(Image-grounded pointing data)
____________

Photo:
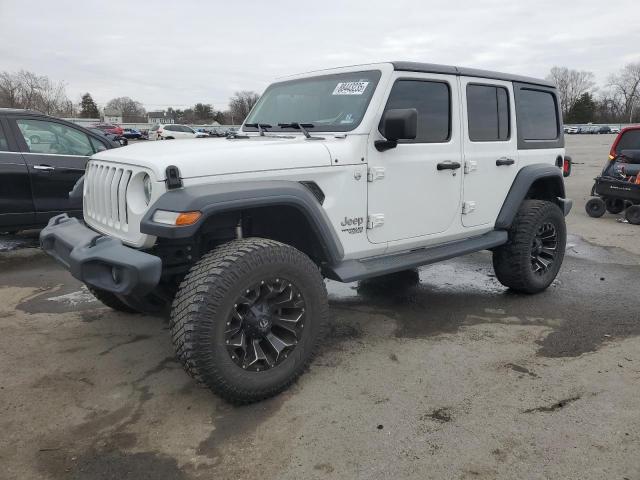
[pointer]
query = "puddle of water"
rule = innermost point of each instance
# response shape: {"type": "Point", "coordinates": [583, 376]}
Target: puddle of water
{"type": "Point", "coordinates": [74, 299]}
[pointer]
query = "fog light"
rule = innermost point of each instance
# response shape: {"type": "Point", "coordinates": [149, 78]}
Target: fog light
{"type": "Point", "coordinates": [176, 218]}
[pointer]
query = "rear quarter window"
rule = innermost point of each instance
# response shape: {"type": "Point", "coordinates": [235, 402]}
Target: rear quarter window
{"type": "Point", "coordinates": [630, 140]}
{"type": "Point", "coordinates": [538, 118]}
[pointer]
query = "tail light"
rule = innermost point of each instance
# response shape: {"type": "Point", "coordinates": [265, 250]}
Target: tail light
{"type": "Point", "coordinates": [566, 166]}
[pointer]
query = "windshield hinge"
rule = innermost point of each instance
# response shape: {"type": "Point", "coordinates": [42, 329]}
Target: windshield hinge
{"type": "Point", "coordinates": [375, 173]}
{"type": "Point", "coordinates": [375, 220]}
{"type": "Point", "coordinates": [468, 207]}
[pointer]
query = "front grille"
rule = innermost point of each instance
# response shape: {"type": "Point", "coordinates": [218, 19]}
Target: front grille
{"type": "Point", "coordinates": [105, 197]}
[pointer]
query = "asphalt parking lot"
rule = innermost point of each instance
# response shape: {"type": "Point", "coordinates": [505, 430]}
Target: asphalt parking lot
{"type": "Point", "coordinates": [437, 374]}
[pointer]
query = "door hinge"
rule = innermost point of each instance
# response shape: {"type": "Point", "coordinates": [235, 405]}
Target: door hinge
{"type": "Point", "coordinates": [375, 173]}
{"type": "Point", "coordinates": [375, 220]}
{"type": "Point", "coordinates": [470, 166]}
{"type": "Point", "coordinates": [468, 207]}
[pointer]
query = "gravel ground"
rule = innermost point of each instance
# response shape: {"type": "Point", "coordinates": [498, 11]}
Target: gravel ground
{"type": "Point", "coordinates": [436, 374]}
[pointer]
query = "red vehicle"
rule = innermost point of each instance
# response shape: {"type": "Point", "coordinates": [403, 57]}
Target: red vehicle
{"type": "Point", "coordinates": [617, 189]}
{"type": "Point", "coordinates": [627, 139]}
{"type": "Point", "coordinates": [109, 128]}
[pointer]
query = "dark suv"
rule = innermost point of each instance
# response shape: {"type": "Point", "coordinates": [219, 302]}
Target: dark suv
{"type": "Point", "coordinates": [41, 158]}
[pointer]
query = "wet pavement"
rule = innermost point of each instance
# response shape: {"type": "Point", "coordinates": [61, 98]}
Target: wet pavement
{"type": "Point", "coordinates": [436, 373]}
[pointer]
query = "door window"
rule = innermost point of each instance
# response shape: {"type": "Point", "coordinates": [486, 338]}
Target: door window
{"type": "Point", "coordinates": [4, 145]}
{"type": "Point", "coordinates": [432, 100]}
{"type": "Point", "coordinates": [47, 137]}
{"type": "Point", "coordinates": [488, 113]}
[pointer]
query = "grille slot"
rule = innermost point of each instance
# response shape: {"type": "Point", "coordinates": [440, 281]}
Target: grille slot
{"type": "Point", "coordinates": [106, 195]}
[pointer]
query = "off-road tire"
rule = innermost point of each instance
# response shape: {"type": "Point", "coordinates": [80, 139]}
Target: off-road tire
{"type": "Point", "coordinates": [512, 262]}
{"type": "Point", "coordinates": [110, 300]}
{"type": "Point", "coordinates": [595, 207]}
{"type": "Point", "coordinates": [205, 301]}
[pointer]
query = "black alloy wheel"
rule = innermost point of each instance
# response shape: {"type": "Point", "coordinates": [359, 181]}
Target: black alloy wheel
{"type": "Point", "coordinates": [265, 324]}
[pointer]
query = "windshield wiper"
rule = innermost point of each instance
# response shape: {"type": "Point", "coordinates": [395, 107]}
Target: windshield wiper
{"type": "Point", "coordinates": [262, 127]}
{"type": "Point", "coordinates": [302, 127]}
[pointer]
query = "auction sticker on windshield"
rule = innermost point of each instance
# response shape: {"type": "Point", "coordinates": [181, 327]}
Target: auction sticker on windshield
{"type": "Point", "coordinates": [350, 88]}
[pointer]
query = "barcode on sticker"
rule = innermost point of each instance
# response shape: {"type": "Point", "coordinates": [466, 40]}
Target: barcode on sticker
{"type": "Point", "coordinates": [350, 88]}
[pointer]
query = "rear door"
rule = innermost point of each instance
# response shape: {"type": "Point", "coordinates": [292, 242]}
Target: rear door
{"type": "Point", "coordinates": [56, 155]}
{"type": "Point", "coordinates": [16, 202]}
{"type": "Point", "coordinates": [490, 148]}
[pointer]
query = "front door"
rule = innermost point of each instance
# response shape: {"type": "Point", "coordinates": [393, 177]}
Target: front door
{"type": "Point", "coordinates": [16, 202]}
{"type": "Point", "coordinates": [490, 148]}
{"type": "Point", "coordinates": [56, 155]}
{"type": "Point", "coordinates": [414, 188]}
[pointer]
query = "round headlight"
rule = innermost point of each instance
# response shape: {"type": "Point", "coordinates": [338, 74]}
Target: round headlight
{"type": "Point", "coordinates": [146, 182]}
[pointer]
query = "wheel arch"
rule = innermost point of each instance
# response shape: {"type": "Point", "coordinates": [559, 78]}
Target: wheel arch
{"type": "Point", "coordinates": [538, 181]}
{"type": "Point", "coordinates": [282, 210]}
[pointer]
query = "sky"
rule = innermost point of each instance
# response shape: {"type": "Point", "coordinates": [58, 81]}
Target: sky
{"type": "Point", "coordinates": [180, 52]}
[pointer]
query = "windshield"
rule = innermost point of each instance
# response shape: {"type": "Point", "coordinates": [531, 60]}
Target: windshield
{"type": "Point", "coordinates": [328, 103]}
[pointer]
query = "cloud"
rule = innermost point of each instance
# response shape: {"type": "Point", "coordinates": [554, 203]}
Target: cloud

____________

- What needs to be done -
The data must come back word for word, with every picture removed.

- Solved exercise -
Photo:
[pointer]
query = "puddle of water"
rule = innermost point of each instance
# response shape: {"type": "Point", "coordinates": [583, 376]}
Target: puddle of water
{"type": "Point", "coordinates": [74, 299]}
[pointer]
query = "fog light"
rule = innermost point of each instance
# response shape: {"type": "Point", "coordinates": [149, 78]}
Target: fog light
{"type": "Point", "coordinates": [176, 218]}
[pointer]
query = "rear quarter window"
rule = innermost point of each instance
# response shape: {"type": "Point", "coordinates": [235, 402]}
Target: rear quarter window
{"type": "Point", "coordinates": [630, 140]}
{"type": "Point", "coordinates": [538, 118]}
[pointer]
query = "tail light"
rule = innermost point of each instance
# response shape: {"type": "Point", "coordinates": [265, 250]}
Target: tail light
{"type": "Point", "coordinates": [566, 166]}
[pointer]
query = "windshield hinge"
rule = innermost point of each instance
# response shape: {"type": "Point", "coordinates": [42, 329]}
Target: windshield hinge
{"type": "Point", "coordinates": [375, 173]}
{"type": "Point", "coordinates": [375, 220]}
{"type": "Point", "coordinates": [468, 207]}
[pointer]
query = "front grille"
rule = innermost point of each instance
# response shape: {"type": "Point", "coordinates": [218, 19]}
Target: front grille
{"type": "Point", "coordinates": [105, 197]}
[pointer]
query = "asphalt parking lot"
rule = innermost point of each instance
# response shape: {"type": "Point", "coordinates": [505, 430]}
Target: asphalt parking lot
{"type": "Point", "coordinates": [437, 374]}
[pointer]
query = "door hinge"
rule = innermost point of each instance
# response shape: {"type": "Point", "coordinates": [235, 405]}
Target: door hinge
{"type": "Point", "coordinates": [375, 173]}
{"type": "Point", "coordinates": [375, 220]}
{"type": "Point", "coordinates": [470, 166]}
{"type": "Point", "coordinates": [468, 207]}
[pointer]
query = "gravel ground"
rule = innermost point of each instance
# response shape: {"type": "Point", "coordinates": [498, 11]}
Target: gravel ground
{"type": "Point", "coordinates": [436, 374]}
[pointer]
query = "red vehicle"
rule = innermost point of each instance
# response shape: {"type": "Point", "coordinates": [403, 57]}
Target: red vehicle
{"type": "Point", "coordinates": [617, 189]}
{"type": "Point", "coordinates": [627, 139]}
{"type": "Point", "coordinates": [109, 128]}
[pointer]
query = "dark suv"
rule = innermost point of each instance
# response shape: {"type": "Point", "coordinates": [219, 302]}
Target: dark suv
{"type": "Point", "coordinates": [41, 158]}
[pointer]
query = "wet pavement"
rule = innermost point of each instance
# response shape: {"type": "Point", "coordinates": [61, 98]}
Target: wet pavement
{"type": "Point", "coordinates": [436, 373]}
[pointer]
query = "door window"
rule = innermost point of each instance
# response shape: {"type": "Point", "coordinates": [486, 338]}
Target: door window
{"type": "Point", "coordinates": [4, 145]}
{"type": "Point", "coordinates": [432, 100]}
{"type": "Point", "coordinates": [47, 137]}
{"type": "Point", "coordinates": [488, 113]}
[pointer]
query = "grille slot"
rule = innermost point of each instance
# response shape: {"type": "Point", "coordinates": [440, 281]}
Target: grille slot
{"type": "Point", "coordinates": [106, 195]}
[pointer]
query = "off-road tire"
rule = innermost point of each instance
# response shape: {"type": "Point", "coordinates": [80, 139]}
Target: off-road tire
{"type": "Point", "coordinates": [512, 262]}
{"type": "Point", "coordinates": [110, 300]}
{"type": "Point", "coordinates": [595, 207]}
{"type": "Point", "coordinates": [205, 301]}
[pointer]
query = "black alloy wheel"
rule = innermost point of each instance
# response shape: {"type": "Point", "coordinates": [359, 181]}
Target: black alloy wheel
{"type": "Point", "coordinates": [265, 324]}
[pointer]
query = "windshield wiper"
rule = innermost point of each instance
# response shape: {"type": "Point", "coordinates": [395, 107]}
Target: windshield wiper
{"type": "Point", "coordinates": [262, 127]}
{"type": "Point", "coordinates": [302, 127]}
[pointer]
query = "auction sticker on windshield"
rule = innermost point of each instance
# response shape: {"type": "Point", "coordinates": [181, 327]}
Target: auction sticker on windshield
{"type": "Point", "coordinates": [350, 88]}
[pointer]
query = "barcode on sticker"
rule = innermost point of each instance
# response shape: {"type": "Point", "coordinates": [466, 40]}
Target: barcode on sticker
{"type": "Point", "coordinates": [350, 88]}
[pointer]
query = "rear door"
rule = innermost point of each instance
# response shape: {"type": "Point", "coordinates": [292, 242]}
Target: rear door
{"type": "Point", "coordinates": [56, 155]}
{"type": "Point", "coordinates": [16, 202]}
{"type": "Point", "coordinates": [490, 148]}
[pointer]
query = "front door"
rule = innermost point of each instance
# response shape: {"type": "Point", "coordinates": [393, 177]}
Target: front door
{"type": "Point", "coordinates": [16, 202]}
{"type": "Point", "coordinates": [490, 148]}
{"type": "Point", "coordinates": [56, 155]}
{"type": "Point", "coordinates": [414, 188]}
[pointer]
query = "round headlight"
rule = innermost point of each instance
# response shape: {"type": "Point", "coordinates": [338, 74]}
Target: round headlight
{"type": "Point", "coordinates": [146, 182]}
[pointer]
query = "wheel arch"
rule = innermost point of each instance
# response shape: {"type": "Point", "coordinates": [559, 78]}
Target: wheel arch
{"type": "Point", "coordinates": [538, 181]}
{"type": "Point", "coordinates": [282, 210]}
[pointer]
query = "sky"
rule = innermost point of each instance
# response shape: {"type": "Point", "coordinates": [58, 81]}
Target: sky
{"type": "Point", "coordinates": [180, 52]}
[pointer]
query = "windshield"
rule = innermost point of each instance
# response shape: {"type": "Point", "coordinates": [531, 60]}
Target: windshield
{"type": "Point", "coordinates": [328, 103]}
[pointer]
query = "cloud"
rule = innermost point of each instance
# response shape: {"type": "Point", "coordinates": [554, 203]}
Target: cloud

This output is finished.